--- About this task ---
Of all the lines in the records below, copy only those that contain the string "list".
───── Stored data
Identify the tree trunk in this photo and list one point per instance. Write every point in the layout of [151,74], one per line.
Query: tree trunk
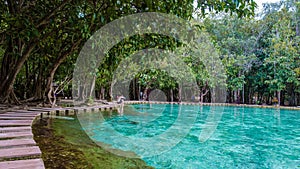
[9,72]
[279,97]
[171,95]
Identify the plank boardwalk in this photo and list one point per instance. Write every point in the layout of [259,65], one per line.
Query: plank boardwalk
[23,164]
[16,138]
[16,141]
[20,152]
[14,129]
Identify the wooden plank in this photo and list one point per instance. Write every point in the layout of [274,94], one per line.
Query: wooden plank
[17,142]
[16,118]
[20,152]
[23,164]
[16,134]
[31,113]
[14,129]
[15,122]
[41,110]
[17,115]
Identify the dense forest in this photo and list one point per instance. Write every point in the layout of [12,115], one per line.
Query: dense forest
[41,40]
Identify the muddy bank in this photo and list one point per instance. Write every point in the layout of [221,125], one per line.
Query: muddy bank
[65,145]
──────────
--- Exercise output ---
Identify the tree trunk in this photo and list one point per instance. Write every point in the layout of [151,74], one per line.
Identify the plank boardwalk in this photo and list one point per instance. Write every point in the layout of [259,65], one per line.
Identify the wooden plank in this photo and list one point per instance. Write every point in the layout of [274,94], one per line.
Identify the dense forest in this photo and list one point per instance. Write every point in the layout of [12,115], one per line.
Identify the muddy bank in this photo and list one point per instance. Write every point in the layout of [221,125], one per line.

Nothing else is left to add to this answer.